→ PROBLEM DETAILS
Find "Target: arid hillside" in the records that follow; print that line and each subsequent line through the last one, verbatim and with nothing added.

→ STORED DATA
━━━
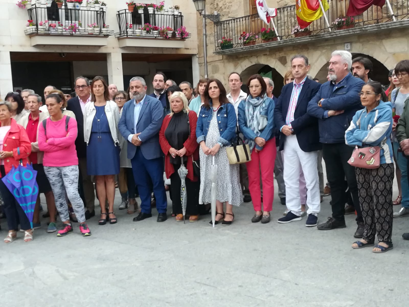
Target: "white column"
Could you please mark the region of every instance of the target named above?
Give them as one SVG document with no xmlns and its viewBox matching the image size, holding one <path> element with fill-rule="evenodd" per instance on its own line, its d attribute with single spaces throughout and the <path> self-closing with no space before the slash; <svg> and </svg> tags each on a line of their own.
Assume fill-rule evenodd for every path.
<svg viewBox="0 0 409 307">
<path fill-rule="evenodd" d="M 107 54 L 107 65 L 108 68 L 108 82 L 115 84 L 119 90 L 126 90 L 124 88 L 124 74 L 122 72 L 122 56 L 119 52 Z"/>
<path fill-rule="evenodd" d="M 199 58 L 197 54 L 192 56 L 192 74 L 193 75 L 193 84 L 192 85 L 193 88 L 196 86 L 200 79 L 200 72 L 199 68 Z"/>
<path fill-rule="evenodd" d="M 0 97 L 4 99 L 8 93 L 14 90 L 9 51 L 0 52 Z"/>
</svg>

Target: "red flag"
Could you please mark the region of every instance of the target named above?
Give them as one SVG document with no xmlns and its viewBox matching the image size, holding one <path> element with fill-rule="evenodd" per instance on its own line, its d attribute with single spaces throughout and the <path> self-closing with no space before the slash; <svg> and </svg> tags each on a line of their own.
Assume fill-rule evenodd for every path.
<svg viewBox="0 0 409 307">
<path fill-rule="evenodd" d="M 385 4 L 385 0 L 350 0 L 349 7 L 346 13 L 347 16 L 356 16 L 360 15 L 372 5 L 382 7 Z"/>
</svg>

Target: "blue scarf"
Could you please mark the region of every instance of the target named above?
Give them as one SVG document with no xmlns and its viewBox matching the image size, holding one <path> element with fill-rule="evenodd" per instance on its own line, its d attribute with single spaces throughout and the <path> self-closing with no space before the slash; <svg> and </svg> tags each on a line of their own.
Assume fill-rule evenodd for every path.
<svg viewBox="0 0 409 307">
<path fill-rule="evenodd" d="M 266 103 L 268 97 L 265 94 L 255 98 L 250 95 L 246 98 L 246 107 L 245 110 L 247 126 L 253 130 L 257 136 L 260 135 L 267 125 L 267 109 L 268 104 Z M 252 140 L 247 140 L 250 151 L 251 152 L 256 145 L 256 142 Z"/>
</svg>

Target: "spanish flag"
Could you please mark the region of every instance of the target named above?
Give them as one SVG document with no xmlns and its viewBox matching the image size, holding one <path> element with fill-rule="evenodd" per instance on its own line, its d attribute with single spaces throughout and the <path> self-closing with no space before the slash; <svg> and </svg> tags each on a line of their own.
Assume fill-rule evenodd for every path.
<svg viewBox="0 0 409 307">
<path fill-rule="evenodd" d="M 322 0 L 322 2 L 324 10 L 328 11 L 330 8 L 328 2 Z M 297 21 L 301 29 L 306 28 L 315 20 L 319 19 L 324 14 L 319 0 L 297 0 L 295 9 Z"/>
</svg>

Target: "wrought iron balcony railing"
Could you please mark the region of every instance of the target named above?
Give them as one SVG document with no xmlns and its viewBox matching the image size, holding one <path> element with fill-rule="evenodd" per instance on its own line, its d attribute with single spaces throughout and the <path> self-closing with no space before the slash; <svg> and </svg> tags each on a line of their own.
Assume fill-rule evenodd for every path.
<svg viewBox="0 0 409 307">
<path fill-rule="evenodd" d="M 114 34 L 105 25 L 106 12 L 87 9 L 38 7 L 27 9 L 29 21 L 24 33 L 33 34 L 95 35 L 108 36 Z"/>
<path fill-rule="evenodd" d="M 131 12 L 124 9 L 118 11 L 117 18 L 119 31 L 115 35 L 118 38 L 185 39 L 191 36 L 190 34 L 178 33 L 178 29 L 183 27 L 183 16 L 181 13 L 168 15 L 155 12 L 150 14 L 146 10 L 141 14 L 136 10 Z M 147 31 L 143 29 L 145 25 L 145 29 L 148 29 Z"/>
<path fill-rule="evenodd" d="M 277 9 L 277 16 L 272 19 L 277 28 L 278 36 L 281 40 L 292 38 L 301 36 L 317 35 L 328 33 L 330 29 L 333 32 L 351 28 L 363 27 L 370 25 L 388 23 L 393 21 L 394 16 L 396 20 L 407 19 L 409 17 L 409 2 L 407 0 L 390 0 L 393 15 L 391 14 L 387 4 L 382 8 L 372 6 L 363 14 L 358 16 L 346 17 L 348 11 L 349 0 L 329 0 L 329 9 L 326 12 L 328 17 L 330 26 L 326 25 L 324 16 L 312 22 L 306 30 L 297 32 L 294 29 L 298 25 L 295 5 L 281 7 Z M 342 19 L 346 18 L 351 20 L 346 22 Z M 340 18 L 341 20 L 339 20 Z M 337 25 L 337 21 L 338 25 Z M 271 24 L 267 25 L 258 16 L 258 14 L 245 16 L 214 23 L 215 49 L 216 51 L 239 48 L 256 44 L 267 43 L 277 40 L 276 37 L 270 38 L 269 40 L 262 39 L 261 29 L 271 28 Z M 249 43 L 243 43 L 240 35 L 245 32 L 257 35 L 257 38 Z M 230 38 L 230 43 L 226 43 L 220 45 L 223 38 Z"/>
</svg>

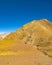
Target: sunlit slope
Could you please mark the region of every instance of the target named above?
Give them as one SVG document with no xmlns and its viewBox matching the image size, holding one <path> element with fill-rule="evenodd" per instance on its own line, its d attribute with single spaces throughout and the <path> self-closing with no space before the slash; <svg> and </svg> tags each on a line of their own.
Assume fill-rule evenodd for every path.
<svg viewBox="0 0 52 65">
<path fill-rule="evenodd" d="M 17 31 L 9 34 L 4 38 L 4 40 L 13 41 L 10 41 L 11 43 L 7 42 L 8 44 L 4 43 L 3 46 L 1 44 L 1 48 L 6 48 L 6 46 L 8 46 L 9 48 L 17 50 L 17 48 L 22 47 L 23 49 L 24 47 L 30 45 L 32 47 L 36 46 L 39 51 L 52 56 L 52 51 L 50 51 L 52 50 L 52 23 L 46 19 L 34 20 L 25 24 Z M 20 45 L 18 46 L 18 44 Z"/>
</svg>

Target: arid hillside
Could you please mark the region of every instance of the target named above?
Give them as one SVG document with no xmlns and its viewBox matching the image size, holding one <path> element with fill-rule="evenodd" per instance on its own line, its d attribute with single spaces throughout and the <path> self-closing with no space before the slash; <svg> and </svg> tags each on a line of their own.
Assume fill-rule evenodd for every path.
━━━
→ SOLUTION TO THE PROBLEM
Target: arid hillside
Could you please mark the region of every instance of the target named above?
Give them as one SVG document with no xmlns and its viewBox matching the image size, holding one <path> element with fill-rule="evenodd" per instance on its own line, its d attribute with single spaces throughout and the <path> self-closing with no space before the slash; <svg> and </svg> tags each on a line of their own.
Assume fill-rule evenodd for every path.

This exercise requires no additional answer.